СПИСОК ЗАДАНИЙ:
1 – У кого, согласно письму Блока Андрею Белому, автор слышал рассказ о пьяном Брюсове в «Грифе»?
2 – Продолжите письмо Блока Андрею Белому, начав сразу после его последней фразы.

ТЕКСТ ДЛЯ ЧТЕНИЯ:

Твое письмо меня поразило сразу же. Ты знаешь обо мне то, чего я сам не сознавал, и вдруг сознал… и утешился. "Лик безумия, сошедший в мир", – и притом нынешнего нашего безумия – грозил и прежде. Но знаешь ли? Он разрешит грозу и освежит. Я спал и видел холодные сны (в буквальном смысле). Не далее как сегодня во сне мне явился наконец Брюсов в ужасающей простоте его внутренних "потемок" и в физической красоте – нежный, как мальчик, с черной бородкой. Тут был и твой "Одинокий" и вчерашний рассказ, слышанный мной у Мережковских (.!.) о пьяном Брюсове в "Грифе". Среди бела дня снился мне кошмар об "опрокинутых кадках" и девушке с карликом. Но вдруг я слушаю, смотрю: кругом гам, шум, трескотня, лучшие гаснут или тлеют, по многим квартирам прошла тень дряхлости, погас огонек, бежавший по шнурку, готовый, казалось, зажечь тысячи свечей. И темно. Прежних лиц я уже не вижу, страх перед ними отошел в милую память о собственной юности. Больше некого бояться. И люди уже не страшны. ЗАТО ("в предвестие, иль в помощь, иль в награду") возвращается древняя и бурно-юная боязнь стихий – изнутри и извне. Пойдем опять из города на войну исчезнувшей и возвращающейся юности:
Моля зовет к безвестным высям
В горах поющая весна,
А эта груда женских писем
И не жива и холодна!
Мы поняли слишком много – и потому перестали понимать. Я не добросил молота – но небесный свод сам раскололся. ‹…› И так везде – расколотость, фальшивая для себя самого двуличность, за которую я бы отомстил, если б был титаном, а теперь только заглажу ее. – Как видишь, я пишу несвязно. Я окончательно потерял последнюю веру в возможность точности в окончательном. Не знаю ничего, НО часто ясно вижу розовую пену и голубой ласковый гребень волны, которая меня несет. Потому – пронесет, а что дальше – опять не знаю. Но хорошо бывает на волне, в певучей пене.
Мне кажется, я могу сказать ТЕБЕ окончательно о Тебе самом. Ты не умрешь. Представь себе, я, должно быть, знал это всегда. Есть на Тебе такая печать чудесного, что лик безумия с Тобой не сольется. Иногда я вдруг сознаю в Твоем существовании большую поддержку. Письмами, подобными Твоему последнему, Ты схватываешь меня за локоть и кричишь: "Не попади под извозчика!" А извозчик – В. В. Розанов – едет, едет – день и ночь – с трясущейся рыженькой бороденкой, с ямой на лбу (как у Розанова). Выйдя вчера ночью от Мережковских, я подумал: "Мы с Борисом Николаевичем…"
‹…› В Мережковских больше нет огня.
Александр Александрович Блок. Из письма Андрею Белому. Шахматово, 5 июня 1904 г.:
Дорогой, милый Борис Николаевич.

ИСХОДНЫЕ МАТЕРИАЛЫ:
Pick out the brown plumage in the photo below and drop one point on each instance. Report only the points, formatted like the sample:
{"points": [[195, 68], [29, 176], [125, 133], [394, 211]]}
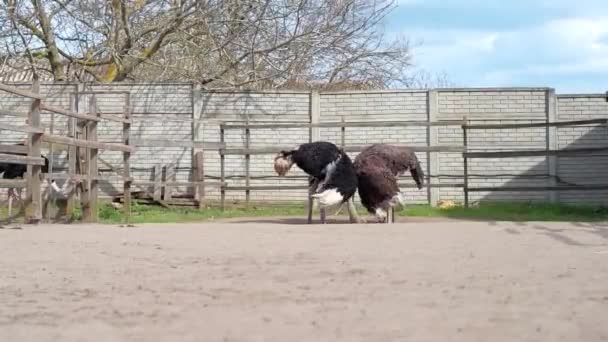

ОТВЕТЫ:
1 – У Мережковских.

2 –
Спасибо Тебе за нежные слова. Я ценю, понимаю и принимаю их. В прошедшие года изредка мелькал в горах Кто-то, Кому я был склонен минутами сказать: здравствуй. Чаще всего – это был всадник в голубом. Иногда хотелось принять его за Христа, но он был так близок мне, что я ни разу не решился сделать этого: оттого, что Христос, я знаю это, никогда не был у меня, не ласкал и не пугал, никогда не дарил мне ни одной игрушки, а я всегда капризничал и требовал игрушек.
Теперь всадник ездит мимо. Но я наверное знаю, что это – не Христос, а милый, близкий, домашний для души, иногда страшный. А Христа не было никогда и теперь нет, он ходит где-то очень далеко. Пускай даже в этих странах. Но меня это не касается, потому что я живу и жил главным образом в тех странах, а из этих – "убежал с королевой". Страна, в которой я теперь живу, – "голубая тюрьма" и "зеленая планета" (то и другое явственно в хорошую погоду), где я могу рыть землю и делать забор. От этого у меня исчез даже "почерк", и руки дрожат от топора и лопаты. Я надеюсь на еще большее забвение и тишину.
Что восстанут за вопросы,
Опьянят что за слова,
В час, когда под наши косы
Ляжет влажная трава?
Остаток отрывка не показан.